## EXERCISE PROMPT
Copy each of the following entries back without change.

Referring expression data
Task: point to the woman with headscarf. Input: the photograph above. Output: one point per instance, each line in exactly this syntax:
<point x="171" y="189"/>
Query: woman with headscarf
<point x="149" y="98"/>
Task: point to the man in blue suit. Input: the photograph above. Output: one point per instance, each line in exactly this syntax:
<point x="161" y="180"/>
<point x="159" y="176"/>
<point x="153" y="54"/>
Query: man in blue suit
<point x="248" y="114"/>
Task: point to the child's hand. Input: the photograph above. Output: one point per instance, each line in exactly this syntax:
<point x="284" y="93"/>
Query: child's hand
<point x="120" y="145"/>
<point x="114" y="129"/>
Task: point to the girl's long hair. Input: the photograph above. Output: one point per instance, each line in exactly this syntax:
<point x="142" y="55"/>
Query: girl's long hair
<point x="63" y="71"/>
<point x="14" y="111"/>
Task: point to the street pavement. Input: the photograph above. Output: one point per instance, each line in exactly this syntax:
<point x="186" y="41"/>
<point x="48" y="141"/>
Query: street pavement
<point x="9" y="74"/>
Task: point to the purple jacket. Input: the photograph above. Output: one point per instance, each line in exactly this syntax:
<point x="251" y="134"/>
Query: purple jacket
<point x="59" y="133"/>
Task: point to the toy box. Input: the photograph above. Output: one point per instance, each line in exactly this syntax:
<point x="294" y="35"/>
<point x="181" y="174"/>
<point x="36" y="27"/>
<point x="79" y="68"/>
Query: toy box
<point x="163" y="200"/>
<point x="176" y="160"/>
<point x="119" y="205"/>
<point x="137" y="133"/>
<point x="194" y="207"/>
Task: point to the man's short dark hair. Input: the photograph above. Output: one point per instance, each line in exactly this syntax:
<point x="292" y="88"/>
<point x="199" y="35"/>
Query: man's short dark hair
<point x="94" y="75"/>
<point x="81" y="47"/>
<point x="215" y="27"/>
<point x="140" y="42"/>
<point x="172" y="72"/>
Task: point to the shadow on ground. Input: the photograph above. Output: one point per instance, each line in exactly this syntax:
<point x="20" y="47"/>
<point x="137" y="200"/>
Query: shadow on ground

## WORKED SOLUTION
Task: point to the woman with headscarf. Input: the photograph above. Output: one point per instance, each line in exactly this syntax:
<point x="171" y="189"/>
Query: woman with headscarf
<point x="149" y="98"/>
Task: point to the man in blue suit. Input: the photograph above. Output: one point per instance, each line in exactly this syntax:
<point x="161" y="180"/>
<point x="159" y="176"/>
<point x="153" y="54"/>
Query: man in blue suit
<point x="248" y="114"/>
Task: point to the child's hand. Input: the photograph above. Output: one point per instance, each line in exactly this syntax:
<point x="284" y="93"/>
Query: child's hand
<point x="120" y="145"/>
<point x="114" y="129"/>
Task: point to the girl's long hair. Input: the photograph above. Output: one point per instance, each line in exactly this syntax:
<point x="142" y="55"/>
Query: girl's long hair
<point x="63" y="71"/>
<point x="14" y="111"/>
Task: point to the street pavement. Input: the photograph above. Output: one point per instance, each line in exactly this syntax:
<point x="186" y="41"/>
<point x="48" y="141"/>
Query: street pavement
<point x="9" y="74"/>
Task: point to the purple jacket. Input: the photograph above. Output: one point per instance, each line in exactly this syntax:
<point x="251" y="134"/>
Query: purple jacket
<point x="59" y="133"/>
Task: point to the toy box. Input: the photograph above. Output: one point per instance, each line in exactly this syntax:
<point x="294" y="35"/>
<point x="181" y="174"/>
<point x="36" y="27"/>
<point x="79" y="68"/>
Query: toy box
<point x="163" y="200"/>
<point x="176" y="160"/>
<point x="119" y="205"/>
<point x="137" y="133"/>
<point x="194" y="207"/>
Task: point to the man's short dark hair. Input: the photograph above. Output: one point per instance, each line in exactly this syntax:
<point x="292" y="88"/>
<point x="199" y="35"/>
Query: man's short dark hair
<point x="94" y="75"/>
<point x="81" y="47"/>
<point x="215" y="27"/>
<point x="140" y="42"/>
<point x="172" y="72"/>
Task: point to the shadow on ground. Input: the photograph above. Output: one point per instance, each line in exactly this syntax:
<point x="20" y="47"/>
<point x="137" y="200"/>
Query: shadow on ground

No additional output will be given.